» **PROBLEM REQUIREMENTS**: The listing must be reproduced in full, exactly as it stands.

Dataset items:
>> start

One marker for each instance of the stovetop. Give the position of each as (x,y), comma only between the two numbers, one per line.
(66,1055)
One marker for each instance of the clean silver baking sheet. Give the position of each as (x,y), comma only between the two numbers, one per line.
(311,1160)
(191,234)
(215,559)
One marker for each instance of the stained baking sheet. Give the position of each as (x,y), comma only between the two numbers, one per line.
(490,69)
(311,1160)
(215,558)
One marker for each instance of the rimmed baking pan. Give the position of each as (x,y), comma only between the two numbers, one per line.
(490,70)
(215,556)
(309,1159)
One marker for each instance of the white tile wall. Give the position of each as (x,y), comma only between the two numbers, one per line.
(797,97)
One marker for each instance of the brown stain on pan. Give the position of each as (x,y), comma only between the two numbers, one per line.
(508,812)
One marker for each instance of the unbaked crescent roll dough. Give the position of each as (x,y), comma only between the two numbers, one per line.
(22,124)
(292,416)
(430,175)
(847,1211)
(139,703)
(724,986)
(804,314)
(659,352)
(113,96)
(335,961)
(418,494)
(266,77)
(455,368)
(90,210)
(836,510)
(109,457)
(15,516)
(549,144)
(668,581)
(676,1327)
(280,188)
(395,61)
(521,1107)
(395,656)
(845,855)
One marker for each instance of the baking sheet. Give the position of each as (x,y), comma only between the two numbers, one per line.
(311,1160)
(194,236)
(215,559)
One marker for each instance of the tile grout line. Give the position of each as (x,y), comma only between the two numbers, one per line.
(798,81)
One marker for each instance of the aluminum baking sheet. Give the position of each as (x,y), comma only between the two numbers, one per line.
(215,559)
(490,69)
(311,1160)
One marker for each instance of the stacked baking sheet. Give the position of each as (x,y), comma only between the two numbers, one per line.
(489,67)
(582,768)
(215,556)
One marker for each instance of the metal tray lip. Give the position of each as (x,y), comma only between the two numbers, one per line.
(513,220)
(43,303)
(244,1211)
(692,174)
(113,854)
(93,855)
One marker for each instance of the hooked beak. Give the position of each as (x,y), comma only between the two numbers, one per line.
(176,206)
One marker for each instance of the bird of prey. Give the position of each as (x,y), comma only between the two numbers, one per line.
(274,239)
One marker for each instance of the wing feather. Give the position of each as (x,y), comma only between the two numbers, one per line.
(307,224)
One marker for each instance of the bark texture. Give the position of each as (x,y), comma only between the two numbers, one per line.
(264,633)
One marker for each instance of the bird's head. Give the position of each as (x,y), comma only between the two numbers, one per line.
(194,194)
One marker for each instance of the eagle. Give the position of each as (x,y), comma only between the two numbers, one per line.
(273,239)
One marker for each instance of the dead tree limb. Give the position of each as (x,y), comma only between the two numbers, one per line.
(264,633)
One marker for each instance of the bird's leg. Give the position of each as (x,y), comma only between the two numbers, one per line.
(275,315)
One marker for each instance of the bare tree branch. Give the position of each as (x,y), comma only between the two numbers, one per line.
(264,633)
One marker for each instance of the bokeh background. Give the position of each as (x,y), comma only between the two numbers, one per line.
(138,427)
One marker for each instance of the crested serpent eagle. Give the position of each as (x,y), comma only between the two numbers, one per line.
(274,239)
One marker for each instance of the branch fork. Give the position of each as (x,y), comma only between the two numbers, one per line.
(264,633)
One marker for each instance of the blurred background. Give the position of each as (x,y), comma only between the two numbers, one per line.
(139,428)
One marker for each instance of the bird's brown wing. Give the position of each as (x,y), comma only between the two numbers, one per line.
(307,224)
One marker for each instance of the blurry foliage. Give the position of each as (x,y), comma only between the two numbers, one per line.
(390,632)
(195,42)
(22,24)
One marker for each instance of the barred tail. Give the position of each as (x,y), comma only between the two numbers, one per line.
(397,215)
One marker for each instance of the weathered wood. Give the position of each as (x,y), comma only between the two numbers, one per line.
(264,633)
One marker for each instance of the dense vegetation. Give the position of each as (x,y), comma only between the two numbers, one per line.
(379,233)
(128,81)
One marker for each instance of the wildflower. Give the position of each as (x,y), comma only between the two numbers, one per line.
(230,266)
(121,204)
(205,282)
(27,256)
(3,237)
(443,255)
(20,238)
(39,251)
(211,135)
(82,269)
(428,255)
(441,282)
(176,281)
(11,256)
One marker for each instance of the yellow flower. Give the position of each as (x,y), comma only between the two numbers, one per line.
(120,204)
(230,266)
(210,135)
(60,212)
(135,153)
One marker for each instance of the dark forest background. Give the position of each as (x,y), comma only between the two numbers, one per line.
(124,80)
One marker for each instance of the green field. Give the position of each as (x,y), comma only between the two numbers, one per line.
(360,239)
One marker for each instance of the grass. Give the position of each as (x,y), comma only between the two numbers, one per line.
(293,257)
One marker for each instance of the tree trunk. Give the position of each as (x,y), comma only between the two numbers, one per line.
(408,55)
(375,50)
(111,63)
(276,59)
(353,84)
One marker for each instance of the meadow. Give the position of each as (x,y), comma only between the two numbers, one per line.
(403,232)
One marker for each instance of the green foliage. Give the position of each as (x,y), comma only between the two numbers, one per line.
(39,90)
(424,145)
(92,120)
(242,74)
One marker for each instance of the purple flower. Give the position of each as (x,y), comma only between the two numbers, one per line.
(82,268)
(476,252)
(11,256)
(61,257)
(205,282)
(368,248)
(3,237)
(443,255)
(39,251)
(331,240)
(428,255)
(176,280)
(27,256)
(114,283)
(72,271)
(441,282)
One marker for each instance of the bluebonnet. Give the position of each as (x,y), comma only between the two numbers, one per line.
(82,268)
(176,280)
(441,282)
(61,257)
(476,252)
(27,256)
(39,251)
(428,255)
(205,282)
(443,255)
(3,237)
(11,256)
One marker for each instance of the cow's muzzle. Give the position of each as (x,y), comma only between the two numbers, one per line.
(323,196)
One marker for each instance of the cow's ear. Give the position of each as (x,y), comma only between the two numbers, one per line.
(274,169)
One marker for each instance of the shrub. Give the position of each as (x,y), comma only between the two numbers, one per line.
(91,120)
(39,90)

>> end

» **SOLUTION TO THIS TASK**:
One marker for each instance of the stovetop. Give the position of each as (x,y), comma only between the two numbers, one per line.
(66,1055)
One marker for each instance of the clean silver baking sheet. Give the position of each as (x,y), comma only between the two numbers, one per line.
(311,1160)
(191,234)
(215,559)
One marker for each instance of the stained baking sheet. Give the position of each as (x,y), comma only between the two numbers, one per line.
(490,69)
(311,1160)
(215,558)
One marker for each instance of the rimmed baking pan. Give the position of each as (x,y), comma only between the two numbers, one per line.
(490,70)
(215,556)
(309,1159)
One marker for each instance of the white tile wall. Give the position of each as (x,y), comma only between the two numbers, one per line.
(797,97)
One marker for each instance of the brown stain on pan. Give the position of each as (x,y), comma only between the two numbers, one per line.
(508,812)
One marker for each instance of the unbaked crescent roll dough. Give the position of each as (x,y), comma only between the two numbers, one per line.
(22,124)
(292,416)
(430,175)
(847,1211)
(139,703)
(724,986)
(804,314)
(659,352)
(113,96)
(335,961)
(418,494)
(266,77)
(455,368)
(90,210)
(836,510)
(109,457)
(15,516)
(549,144)
(668,581)
(676,1327)
(280,188)
(395,61)
(521,1107)
(395,656)
(845,855)
One marker for each instance of the baking sheet. Give the position of each as (x,y), comma only between the two numbers, one per line.
(311,1160)
(194,236)
(215,559)
One marker for each instance of the tile grout line. Give the position of each as (x,y), comma only between the two numbers, one per line.
(798,81)
One marker for each instance of the aluminum baking sheet. Give the position of each as (x,y), comma only between the two numbers, one per line.
(215,559)
(490,69)
(311,1160)
One marker for each instance of the stacked baking sheet. Give the position of each as (x,y), comma only between the two numbers, one per line.
(489,67)
(582,768)
(215,556)
One marker for each instance of the metal tray lip. Give the position of each as (x,y), comma only between the two numbers, one per line.
(513,220)
(43,303)
(244,1211)
(692,174)
(113,854)
(93,855)
One marker for each instance of the hooked beak. Give the position of each as (x,y), comma only between the two numbers, one per line.
(176,206)
One marker for each instance of the bird of prey. Give the position of each as (x,y), comma only between the two numbers, one per line.
(274,239)
One marker for each instance of the wing feather. Give the position of each as (x,y), comma only between the two numbers, one per line.
(307,224)
One marker for each instance of the bark texture. Give the position of each as (x,y), comma only between the two numbers, one per line.
(264,633)
One marker for each instance of the bird's head. Give the position of each as (x,y), comma only between the two numbers, one per line.
(194,194)
One marker for each instance of the eagle. Give the position of each as (x,y), comma only between the two numbers, one per line.
(273,239)
One marker for each instance of the dead tree limb. Give the position of each as (x,y), comma only between the two numbers, one per line.
(264,633)
One marker for each instance of the bird's leg. Give the position of each as (x,y), comma only between the two numbers, one per line.
(275,315)
One marker for each instance of the bare tree branch. Give the position of each as (x,y), comma only between the two numbers, one per line.
(264,633)
One marker for each instance of the bokeh background. Give the position of each as (x,y), comma only between the two numbers, one per line.
(138,427)
One marker for each instance of the crested serpent eagle. Give the position of each as (x,y), comma only between the two numbers, one per line.
(274,239)
One marker for each instance of the branch fork. Give the position of each as (x,y), comma only between the two numbers, one per line.
(264,633)
One marker for each instance of the blurred background. Give the position of each as (x,y), comma only between the two numbers, one per line.
(139,428)
One marker for each instance of the bird's brown wing. Give the position of each as (x,y), comma only between the two numbers, one per line.
(307,224)
One marker for each instance of the blurry foliage. Give the position of each as (x,y), comma only between the two numbers, one per line.
(390,632)
(195,42)
(22,24)
One marker for each instance of the barred tail. Give the position of each as (x,y), comma only between the two numbers, one per line.
(397,215)
One marker for each instance of the weathered wood. Give the position of each as (x,y), comma only between the two numbers, one per line.
(264,633)
One marker for each instance of the dense vegetation. Give the position of each as (x,y), comma only between the two numbers, one per line.
(379,233)
(128,81)
One marker for each instance of the wildflower. Give the position of each as (x,y), comma only between the two numbers, one per line.
(230,266)
(121,204)
(205,282)
(27,256)
(3,237)
(443,255)
(20,238)
(39,251)
(211,135)
(82,269)
(428,255)
(441,282)
(176,281)
(11,256)
One marker for each instance of the yellow flower. Give the position of each as (x,y), comma only between the two numbers, one per line.
(120,204)
(230,266)
(210,135)
(60,212)
(135,153)
One marker for each instance of the dark forest background. Give the position of each as (x,y), comma only between the two numbers, one per line.
(124,80)
One marker for each instance of the green field. Give the position of each as (x,y), comma only between the two numbers, one per line.
(360,239)
One marker for each instance of the grass. Give the position of each as (x,y), comma only between the two numbers, one per line.
(293,257)
One marker for each instance of the tree trunk. Give the position of each as (x,y), comma only between the two numbers, one per line.
(408,55)
(375,50)
(111,63)
(276,59)
(353,84)
One marker for each instance of the meadow. Give the position of each as (x,y), comma only between the two numbers, one per line.
(403,232)
One marker for each instance of the green foliage. Give the position of each as (x,y), comma only between the two numbers, one per line.
(39,90)
(424,145)
(92,120)
(242,74)
One marker for each instance of the purple flower. Give the position of each as (x,y), comma only between the two numbers, one per line.
(82,268)
(476,252)
(11,256)
(61,257)
(205,282)
(368,248)
(3,237)
(443,255)
(39,251)
(331,240)
(428,255)
(176,280)
(27,256)
(114,283)
(72,271)
(441,282)
One marker for each instance of the bluebonnet. Give the position of each as (x,y), comma only between the two numbers, one per line.
(82,268)
(176,280)
(441,282)
(61,257)
(476,252)
(27,256)
(39,251)
(428,255)
(205,282)
(443,255)
(3,237)
(11,256)
One marker for each instance of the cow's muzzle. Give the position of each as (x,y), comma only between the two numbers, one per line.
(323,196)
One marker for each instance of the cow's ear. Give the position of each as (x,y), comma only between the two numbers, one per line.
(274,169)
One marker for each instance of the shrub. Give the position of each as (x,y), comma only between the two numbers, one per line.
(91,120)
(39,90)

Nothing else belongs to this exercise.